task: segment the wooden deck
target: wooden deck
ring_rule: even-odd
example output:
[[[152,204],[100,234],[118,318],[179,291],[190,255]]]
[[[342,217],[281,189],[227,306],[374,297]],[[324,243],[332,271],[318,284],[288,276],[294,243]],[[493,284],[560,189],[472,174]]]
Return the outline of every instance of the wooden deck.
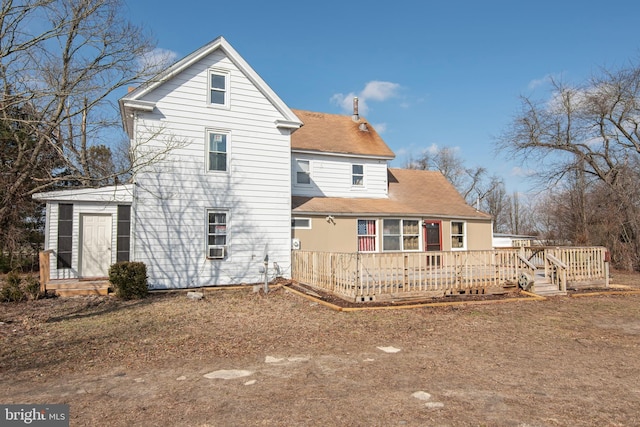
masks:
[[[567,283],[608,283],[606,249],[330,253],[294,251],[292,278],[348,301],[492,294],[514,285],[561,295]]]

◆ Given instruction ◆
Can you rewrite these entries with every "wooden deck" changed to "timber deck" and everything else unchanged, leaving out the pictures?

◆ Problem solution ◆
task: segment the timber deck
target: timber deck
ring_rule: even-odd
example output:
[[[152,204],[100,234],[118,318],[179,291],[190,255]]]
[[[342,217],[281,189],[227,306],[374,297]],[[324,243],[332,271],[318,284],[288,276],[294,243]],[[493,284],[560,189],[472,174]]]
Return the outline of every instance of the timber deck.
masks:
[[[567,283],[608,283],[606,249],[330,253],[294,251],[292,278],[348,301],[492,294],[514,285],[561,295]]]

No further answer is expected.